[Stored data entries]
Start of Block
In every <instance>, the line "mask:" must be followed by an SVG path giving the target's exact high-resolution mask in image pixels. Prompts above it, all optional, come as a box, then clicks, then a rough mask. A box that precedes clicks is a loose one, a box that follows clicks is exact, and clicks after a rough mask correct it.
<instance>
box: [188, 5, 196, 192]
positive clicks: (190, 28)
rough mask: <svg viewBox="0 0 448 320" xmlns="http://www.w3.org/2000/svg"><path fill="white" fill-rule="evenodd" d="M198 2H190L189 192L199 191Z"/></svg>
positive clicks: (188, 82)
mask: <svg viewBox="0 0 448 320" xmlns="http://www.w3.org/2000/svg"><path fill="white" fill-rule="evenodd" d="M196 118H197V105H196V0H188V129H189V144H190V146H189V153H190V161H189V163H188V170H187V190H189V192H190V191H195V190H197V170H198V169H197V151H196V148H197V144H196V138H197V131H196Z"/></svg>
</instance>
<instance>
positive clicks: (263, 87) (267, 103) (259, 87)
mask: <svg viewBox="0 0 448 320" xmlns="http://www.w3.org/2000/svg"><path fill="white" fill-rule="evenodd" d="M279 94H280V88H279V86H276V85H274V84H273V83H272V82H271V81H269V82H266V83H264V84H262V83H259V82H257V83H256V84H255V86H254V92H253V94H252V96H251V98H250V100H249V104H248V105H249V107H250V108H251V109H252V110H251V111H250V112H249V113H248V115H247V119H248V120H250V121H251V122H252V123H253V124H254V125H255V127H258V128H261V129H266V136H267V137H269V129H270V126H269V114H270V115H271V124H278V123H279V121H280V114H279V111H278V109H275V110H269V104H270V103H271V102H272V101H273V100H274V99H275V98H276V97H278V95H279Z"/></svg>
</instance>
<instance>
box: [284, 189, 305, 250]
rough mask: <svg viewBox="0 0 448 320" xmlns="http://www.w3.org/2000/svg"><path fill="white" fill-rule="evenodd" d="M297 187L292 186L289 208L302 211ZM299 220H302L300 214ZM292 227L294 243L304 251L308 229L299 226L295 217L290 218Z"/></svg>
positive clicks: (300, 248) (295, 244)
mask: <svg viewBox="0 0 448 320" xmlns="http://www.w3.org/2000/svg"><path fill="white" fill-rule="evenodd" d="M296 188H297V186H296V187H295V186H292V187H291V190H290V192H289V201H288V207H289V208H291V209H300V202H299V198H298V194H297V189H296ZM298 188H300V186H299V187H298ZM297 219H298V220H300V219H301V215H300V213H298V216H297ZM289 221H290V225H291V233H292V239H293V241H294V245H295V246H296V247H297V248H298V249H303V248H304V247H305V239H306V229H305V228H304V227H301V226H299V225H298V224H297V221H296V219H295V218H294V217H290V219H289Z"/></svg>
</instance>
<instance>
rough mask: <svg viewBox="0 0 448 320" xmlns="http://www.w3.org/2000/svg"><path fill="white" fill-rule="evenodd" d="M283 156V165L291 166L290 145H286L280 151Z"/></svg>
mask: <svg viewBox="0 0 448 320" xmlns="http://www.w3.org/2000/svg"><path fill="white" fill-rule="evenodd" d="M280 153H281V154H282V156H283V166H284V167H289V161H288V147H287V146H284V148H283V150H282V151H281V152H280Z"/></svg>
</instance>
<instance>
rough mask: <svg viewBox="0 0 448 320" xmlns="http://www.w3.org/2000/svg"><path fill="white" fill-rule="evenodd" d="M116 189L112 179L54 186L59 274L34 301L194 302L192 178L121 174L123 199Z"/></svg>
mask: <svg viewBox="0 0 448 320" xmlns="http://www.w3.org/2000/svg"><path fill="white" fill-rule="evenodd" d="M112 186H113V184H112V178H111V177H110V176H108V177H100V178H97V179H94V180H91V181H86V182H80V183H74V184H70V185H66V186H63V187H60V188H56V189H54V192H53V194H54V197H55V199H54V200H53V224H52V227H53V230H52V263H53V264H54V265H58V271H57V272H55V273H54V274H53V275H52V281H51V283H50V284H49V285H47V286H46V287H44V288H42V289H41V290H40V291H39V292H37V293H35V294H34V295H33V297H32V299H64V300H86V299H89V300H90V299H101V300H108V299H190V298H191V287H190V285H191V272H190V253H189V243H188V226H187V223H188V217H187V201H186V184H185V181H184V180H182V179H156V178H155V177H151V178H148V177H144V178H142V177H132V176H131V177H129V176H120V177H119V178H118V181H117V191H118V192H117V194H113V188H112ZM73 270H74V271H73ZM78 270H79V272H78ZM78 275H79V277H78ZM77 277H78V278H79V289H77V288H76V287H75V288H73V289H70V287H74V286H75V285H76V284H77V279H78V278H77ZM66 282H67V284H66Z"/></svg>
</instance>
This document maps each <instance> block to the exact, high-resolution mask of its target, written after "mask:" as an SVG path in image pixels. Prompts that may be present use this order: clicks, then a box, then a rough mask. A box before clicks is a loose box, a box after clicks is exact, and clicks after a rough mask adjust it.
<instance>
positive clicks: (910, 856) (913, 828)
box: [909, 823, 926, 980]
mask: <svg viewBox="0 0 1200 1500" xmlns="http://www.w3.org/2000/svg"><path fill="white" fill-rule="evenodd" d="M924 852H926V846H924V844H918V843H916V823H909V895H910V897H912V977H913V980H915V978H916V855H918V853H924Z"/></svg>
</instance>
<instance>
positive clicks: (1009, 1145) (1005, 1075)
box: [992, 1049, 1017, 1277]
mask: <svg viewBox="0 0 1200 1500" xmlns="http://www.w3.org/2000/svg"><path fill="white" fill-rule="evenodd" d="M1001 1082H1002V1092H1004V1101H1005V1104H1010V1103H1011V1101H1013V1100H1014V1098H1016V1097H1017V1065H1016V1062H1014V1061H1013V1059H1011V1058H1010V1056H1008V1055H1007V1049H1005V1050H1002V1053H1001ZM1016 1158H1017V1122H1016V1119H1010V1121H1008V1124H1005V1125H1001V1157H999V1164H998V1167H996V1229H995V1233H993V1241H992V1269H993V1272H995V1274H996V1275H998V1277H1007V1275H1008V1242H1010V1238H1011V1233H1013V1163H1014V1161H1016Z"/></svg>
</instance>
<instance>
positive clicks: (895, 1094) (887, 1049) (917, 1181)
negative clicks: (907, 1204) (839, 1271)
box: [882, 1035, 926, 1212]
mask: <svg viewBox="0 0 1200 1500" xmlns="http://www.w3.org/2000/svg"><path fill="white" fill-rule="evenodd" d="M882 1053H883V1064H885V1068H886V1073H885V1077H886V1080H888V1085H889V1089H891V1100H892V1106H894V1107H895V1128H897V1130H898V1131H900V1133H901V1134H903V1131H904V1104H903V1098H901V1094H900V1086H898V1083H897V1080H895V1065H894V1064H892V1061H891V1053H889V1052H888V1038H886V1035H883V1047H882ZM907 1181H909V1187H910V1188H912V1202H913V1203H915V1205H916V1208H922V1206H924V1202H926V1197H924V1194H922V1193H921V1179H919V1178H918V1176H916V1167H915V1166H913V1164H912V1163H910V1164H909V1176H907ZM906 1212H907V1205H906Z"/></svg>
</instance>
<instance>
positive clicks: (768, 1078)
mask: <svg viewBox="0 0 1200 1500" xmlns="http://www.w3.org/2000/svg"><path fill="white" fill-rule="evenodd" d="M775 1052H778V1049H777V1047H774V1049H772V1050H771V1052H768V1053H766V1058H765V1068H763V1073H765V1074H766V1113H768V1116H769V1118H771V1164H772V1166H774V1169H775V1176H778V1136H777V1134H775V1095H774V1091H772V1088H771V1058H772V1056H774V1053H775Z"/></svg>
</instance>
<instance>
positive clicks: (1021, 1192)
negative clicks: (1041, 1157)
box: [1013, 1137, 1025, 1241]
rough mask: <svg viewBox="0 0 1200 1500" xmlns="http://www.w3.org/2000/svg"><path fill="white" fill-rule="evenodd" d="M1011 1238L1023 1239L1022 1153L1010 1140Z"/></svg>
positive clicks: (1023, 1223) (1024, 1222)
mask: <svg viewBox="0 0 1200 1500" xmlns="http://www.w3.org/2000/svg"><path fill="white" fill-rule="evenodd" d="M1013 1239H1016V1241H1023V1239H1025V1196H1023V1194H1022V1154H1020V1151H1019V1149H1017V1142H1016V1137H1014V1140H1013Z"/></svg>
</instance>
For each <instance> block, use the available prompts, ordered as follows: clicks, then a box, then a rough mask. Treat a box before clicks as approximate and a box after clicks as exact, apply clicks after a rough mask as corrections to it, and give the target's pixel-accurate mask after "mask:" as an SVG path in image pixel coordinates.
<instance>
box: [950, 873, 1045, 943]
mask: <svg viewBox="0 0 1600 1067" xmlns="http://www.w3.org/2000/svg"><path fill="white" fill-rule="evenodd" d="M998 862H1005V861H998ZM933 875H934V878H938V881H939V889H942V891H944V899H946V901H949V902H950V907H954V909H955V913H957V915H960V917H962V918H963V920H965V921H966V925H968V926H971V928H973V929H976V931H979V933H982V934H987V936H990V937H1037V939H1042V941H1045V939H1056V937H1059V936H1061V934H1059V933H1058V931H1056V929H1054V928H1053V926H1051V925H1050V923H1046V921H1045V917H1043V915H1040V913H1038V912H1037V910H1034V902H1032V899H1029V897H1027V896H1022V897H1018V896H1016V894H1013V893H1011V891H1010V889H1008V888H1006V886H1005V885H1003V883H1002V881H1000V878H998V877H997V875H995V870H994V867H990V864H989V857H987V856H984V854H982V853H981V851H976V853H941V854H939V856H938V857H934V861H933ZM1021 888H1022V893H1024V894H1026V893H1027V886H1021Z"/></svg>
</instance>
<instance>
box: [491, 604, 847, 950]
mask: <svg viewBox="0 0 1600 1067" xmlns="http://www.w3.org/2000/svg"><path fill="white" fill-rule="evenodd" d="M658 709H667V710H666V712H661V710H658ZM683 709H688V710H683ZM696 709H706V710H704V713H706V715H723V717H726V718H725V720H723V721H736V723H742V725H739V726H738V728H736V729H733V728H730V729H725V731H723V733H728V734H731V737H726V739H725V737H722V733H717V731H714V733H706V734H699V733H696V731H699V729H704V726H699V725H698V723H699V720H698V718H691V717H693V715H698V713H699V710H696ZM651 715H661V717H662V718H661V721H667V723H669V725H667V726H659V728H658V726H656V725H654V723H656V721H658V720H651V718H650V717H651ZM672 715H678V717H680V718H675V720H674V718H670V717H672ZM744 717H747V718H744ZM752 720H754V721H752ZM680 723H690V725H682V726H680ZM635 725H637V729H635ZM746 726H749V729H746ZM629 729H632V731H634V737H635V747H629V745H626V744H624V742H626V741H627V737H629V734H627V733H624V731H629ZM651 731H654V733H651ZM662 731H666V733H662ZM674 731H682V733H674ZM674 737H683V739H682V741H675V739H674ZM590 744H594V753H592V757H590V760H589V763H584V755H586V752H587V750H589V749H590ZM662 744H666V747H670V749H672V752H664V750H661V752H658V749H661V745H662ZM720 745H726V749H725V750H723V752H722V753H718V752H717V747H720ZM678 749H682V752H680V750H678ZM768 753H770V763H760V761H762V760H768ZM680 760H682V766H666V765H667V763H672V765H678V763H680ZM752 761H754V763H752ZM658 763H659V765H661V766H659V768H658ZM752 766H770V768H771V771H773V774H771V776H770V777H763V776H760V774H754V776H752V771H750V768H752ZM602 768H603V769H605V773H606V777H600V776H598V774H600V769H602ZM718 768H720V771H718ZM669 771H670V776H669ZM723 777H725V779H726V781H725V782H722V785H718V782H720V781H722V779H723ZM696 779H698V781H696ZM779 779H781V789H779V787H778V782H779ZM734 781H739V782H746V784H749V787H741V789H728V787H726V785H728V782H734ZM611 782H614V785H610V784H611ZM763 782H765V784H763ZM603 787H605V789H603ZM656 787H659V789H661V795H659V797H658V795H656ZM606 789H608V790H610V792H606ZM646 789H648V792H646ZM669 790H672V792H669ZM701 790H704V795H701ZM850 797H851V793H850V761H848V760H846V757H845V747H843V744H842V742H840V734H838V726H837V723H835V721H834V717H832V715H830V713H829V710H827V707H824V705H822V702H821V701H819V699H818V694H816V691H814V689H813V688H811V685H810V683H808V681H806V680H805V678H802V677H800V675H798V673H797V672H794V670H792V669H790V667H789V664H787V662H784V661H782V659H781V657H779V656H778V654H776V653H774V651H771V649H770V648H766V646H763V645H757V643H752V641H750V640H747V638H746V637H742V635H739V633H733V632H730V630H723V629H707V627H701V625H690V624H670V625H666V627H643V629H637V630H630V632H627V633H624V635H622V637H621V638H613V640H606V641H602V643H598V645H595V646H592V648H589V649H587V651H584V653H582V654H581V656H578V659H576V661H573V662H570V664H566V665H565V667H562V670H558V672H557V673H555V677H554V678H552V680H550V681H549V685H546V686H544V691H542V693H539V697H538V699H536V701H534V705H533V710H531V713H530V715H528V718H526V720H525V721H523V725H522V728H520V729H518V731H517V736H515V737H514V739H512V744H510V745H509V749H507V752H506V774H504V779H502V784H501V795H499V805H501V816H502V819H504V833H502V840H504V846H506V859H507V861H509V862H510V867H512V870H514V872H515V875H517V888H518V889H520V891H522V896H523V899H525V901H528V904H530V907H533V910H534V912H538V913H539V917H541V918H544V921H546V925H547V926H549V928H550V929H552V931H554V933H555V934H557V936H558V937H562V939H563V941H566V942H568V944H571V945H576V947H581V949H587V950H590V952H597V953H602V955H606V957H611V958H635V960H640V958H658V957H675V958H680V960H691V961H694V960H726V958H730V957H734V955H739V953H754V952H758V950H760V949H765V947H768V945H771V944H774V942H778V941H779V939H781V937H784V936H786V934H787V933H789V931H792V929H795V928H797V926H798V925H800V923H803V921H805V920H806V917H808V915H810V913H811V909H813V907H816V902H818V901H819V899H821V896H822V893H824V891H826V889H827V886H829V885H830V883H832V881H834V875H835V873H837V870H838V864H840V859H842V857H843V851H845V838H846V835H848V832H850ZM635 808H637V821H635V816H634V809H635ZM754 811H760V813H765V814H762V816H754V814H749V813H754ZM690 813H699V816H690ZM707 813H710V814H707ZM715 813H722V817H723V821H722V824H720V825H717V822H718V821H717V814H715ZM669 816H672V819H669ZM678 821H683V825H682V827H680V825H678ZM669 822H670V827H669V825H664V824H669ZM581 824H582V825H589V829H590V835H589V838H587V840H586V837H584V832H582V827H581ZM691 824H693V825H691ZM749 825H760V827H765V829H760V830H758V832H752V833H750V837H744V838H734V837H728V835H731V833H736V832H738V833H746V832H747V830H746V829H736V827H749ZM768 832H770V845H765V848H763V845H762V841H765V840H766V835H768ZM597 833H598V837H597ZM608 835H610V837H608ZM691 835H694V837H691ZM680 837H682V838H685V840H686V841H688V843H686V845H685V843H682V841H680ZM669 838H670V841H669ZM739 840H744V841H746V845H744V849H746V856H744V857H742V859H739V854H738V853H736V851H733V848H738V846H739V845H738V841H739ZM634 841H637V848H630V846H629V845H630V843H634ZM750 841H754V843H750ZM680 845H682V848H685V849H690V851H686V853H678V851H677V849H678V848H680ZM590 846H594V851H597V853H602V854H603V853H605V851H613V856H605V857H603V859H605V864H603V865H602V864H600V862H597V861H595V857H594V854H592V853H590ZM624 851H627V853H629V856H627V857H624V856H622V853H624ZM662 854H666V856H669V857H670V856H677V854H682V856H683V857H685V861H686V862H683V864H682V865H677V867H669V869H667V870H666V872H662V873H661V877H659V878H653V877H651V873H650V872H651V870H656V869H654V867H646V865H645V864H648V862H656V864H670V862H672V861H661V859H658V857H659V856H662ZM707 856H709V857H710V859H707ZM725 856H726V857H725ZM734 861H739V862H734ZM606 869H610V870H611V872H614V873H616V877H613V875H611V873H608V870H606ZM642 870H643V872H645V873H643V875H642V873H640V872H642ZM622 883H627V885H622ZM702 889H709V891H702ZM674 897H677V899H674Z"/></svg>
End of Block
> _TASK STATEMENT_
If a line in the records above has the word "follows", copy it.

> _SOLUTION_
In every <instance>, the line "mask:" must be followed by an SVG path giving the target's exact high-resolution mask in image pixels. Prompts above it, all optional, come as a box, then clicks, then a rough mask. A box that precedes clicks is a loose one, a box that follows clicks is exact, and clicks after a rough mask correct it.
For each <instance> block, use the available prompts, ordered as follows: clicks, then a box, then a rough mask. Treat a box before clicks as approximate and a box after clicks as exact, apply clicks after a rough mask as corrections to it, and give the target's pixel-accurate mask after "mask:" as an SVG path in image pixel coordinates.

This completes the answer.